Synopses and details for “Wild Things'” featured films are below, courtesy of the Quad. Go to the venue’s website to find screening times and more information.


A Very Curious Girl (La Fiancée du pirate)

Opens Fri April 12—U.S. premiere 60th anniversary 2K restoration
Nelly Kaplan, 1969, France, 107m, DCP

Also retitled Dirty Mary, Kaplan’s breakthrough film engages in dark and surreal humor and showcases Bernadette Lafont (The Mother and the Whore et al.) as Marie, a suddenly orphaned young woman who learns to use her village’s hypocrisy to her own advantage—sexually and otherwise. As Kaplan notes, the movie is “the story of a modern-day witch who is not burned by inquisitors; it is she who burns them.”

Post-screening discussion with film critics Amy Taubin and Joan Dupont opening night

Abel Gance and His Napoléon

World premiere 2K restoration
Nelly Kaplan, 1984, France, 80m, DCP

Accessing rare and previously unseen material, Kaplan scripts, directs, and edits a documentary on the odyssey of her late mentor, Abel Gance, into his magnum opus: the 1927 epic Napoléon, which had been restored and salubriously exhibited mere months before his passing in 1981. Kaplan had already screened the movie several dozen times; a decade later, she would author a British Film Institute book on the film containing still more assessments and revelations.

Preceded by three of Kaplan’s documentary shorts: A la source, La Femme Aimée (1966), Les années 25 (1965), and Gustave Moreau (1961)

Charles and Lucie

World premiere 2K restoration
Nelly Kaplan, 1979, France, 96m, DCP

Fiftysomething married couple Daniel Ceccaldi (That Man from Rio) and Ginette Garcin (Cousin Cousine) get a second chance at life and love when their workaday existence is upended by the news that they’ve inherited a Côte d’Azur villa—but will getting there be half the fun? Co-scripted and produced by longtime Kaplan collaborator Claude Makovski; appropriately enough, Kaplan herself materializes onscreen as crystal ball-toting psychic “Nostradama.”

Papa, the Lil’ Boats (Papa, les p’tits bateaux)

→ TASKS TO CARRY OUT:
• 1. In the film listing, who co-scripted and produced Charles and Lucie?
• 2. Continue the listing of Nelly Kaplan films from where it stops.

Items in a dataset:
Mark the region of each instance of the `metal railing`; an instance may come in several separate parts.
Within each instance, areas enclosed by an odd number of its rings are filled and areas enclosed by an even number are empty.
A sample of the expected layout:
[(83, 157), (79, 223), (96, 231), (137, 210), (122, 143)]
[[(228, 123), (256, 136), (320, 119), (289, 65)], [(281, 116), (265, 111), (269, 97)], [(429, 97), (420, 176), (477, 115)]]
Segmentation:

==

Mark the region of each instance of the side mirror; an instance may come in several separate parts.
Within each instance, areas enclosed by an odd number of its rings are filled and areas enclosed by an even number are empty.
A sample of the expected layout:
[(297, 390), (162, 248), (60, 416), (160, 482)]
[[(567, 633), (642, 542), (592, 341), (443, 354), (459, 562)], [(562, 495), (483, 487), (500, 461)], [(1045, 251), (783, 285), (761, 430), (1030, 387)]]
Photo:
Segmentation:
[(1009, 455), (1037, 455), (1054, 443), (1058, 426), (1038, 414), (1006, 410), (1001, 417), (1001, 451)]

---

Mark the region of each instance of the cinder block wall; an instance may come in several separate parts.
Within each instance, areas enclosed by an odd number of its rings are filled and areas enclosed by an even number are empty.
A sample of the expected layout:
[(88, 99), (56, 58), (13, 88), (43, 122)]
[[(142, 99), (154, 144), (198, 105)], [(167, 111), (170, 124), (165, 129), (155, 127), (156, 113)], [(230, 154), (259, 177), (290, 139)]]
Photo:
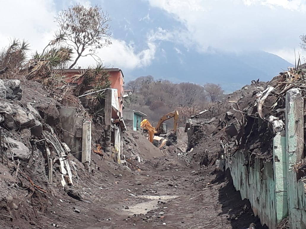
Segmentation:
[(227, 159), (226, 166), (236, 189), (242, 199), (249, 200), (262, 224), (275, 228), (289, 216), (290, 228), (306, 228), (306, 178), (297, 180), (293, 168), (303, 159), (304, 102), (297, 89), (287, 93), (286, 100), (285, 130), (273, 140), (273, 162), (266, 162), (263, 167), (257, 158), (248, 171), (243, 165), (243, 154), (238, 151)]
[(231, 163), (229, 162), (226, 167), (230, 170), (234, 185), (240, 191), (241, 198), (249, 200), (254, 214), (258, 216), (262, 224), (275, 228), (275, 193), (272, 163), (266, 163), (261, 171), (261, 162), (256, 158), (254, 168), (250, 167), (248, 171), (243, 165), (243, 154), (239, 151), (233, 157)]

→ SOLVED PROBLEMS:
• 1. Longtime Kaplan collaborator Claude Makovski.

• 2.
World premiere 2K restoration
Nelly Kaplan, 1971, France, 102m, DCP

Kaplan makes a slaphappy run at the kidnap-caper-gone-awry genre. UK actress Sheila White (I, Claudius) stars as wacky heiress “Cookie,” daughter of Sydney Chaplin (real-life son of icon Charlie), who proves to be quite the handful for her bumbling captors (among them Michel Bouquet and Michael Lonsdale). Kaplan edited the film with Noëlle Boisson (The Bear) and cameos alongside a little dog.

The Pleasure of Love

World premiere 2K restoration
Nelly Kaplan, 1991, France, 105m, DCP

Kaplan’s final film (to date) as director was scripted by her with Jean Chapot. Depressed man of letters Pierre Arditi (reunited with Kaplan after Pattes de Velours) lucks into a tutoring gig and is whisked away to a tropical colonial island; there the moves are put on him by Françoise Fabian (My Night at Maud’s), Dominique Blanc (Queen Margot), and (in her first movie) Cécile Sanz de Alba. The cinematography is by Jean-François Robin (Betty Blue).

Velvet Paws (Pattes de Velours)

World premiere 2K restoration
Nelly Kaplan, 1986, France, 90m, DCP

Bernadette Lafont and Michel Bouquet reteam with Kaplan as, respectively, a clairvoyant and a criminologist drawn into the orbit of widow Caroline Sihol; when the latter’s late husband Pierre Arditi turns out to yet have surprises up his sleeve for all of them, Kaplan hones in on the women’s by-necessity connection. The director foregoes her own cameo in favor of ones for colleagues Jean Chapot and Claude Makovski, both as nurses.